Extract every line of the data that contains the string "green". Matching is case-sensitive.

/---

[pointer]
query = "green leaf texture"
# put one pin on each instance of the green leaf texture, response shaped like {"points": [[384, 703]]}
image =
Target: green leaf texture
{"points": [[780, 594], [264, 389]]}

\---

- Exercise result -
query = "green leaf texture"
# put one pin on each instance of the green leaf texture, response shaped like {"points": [[384, 703]]}
Target: green leaf texture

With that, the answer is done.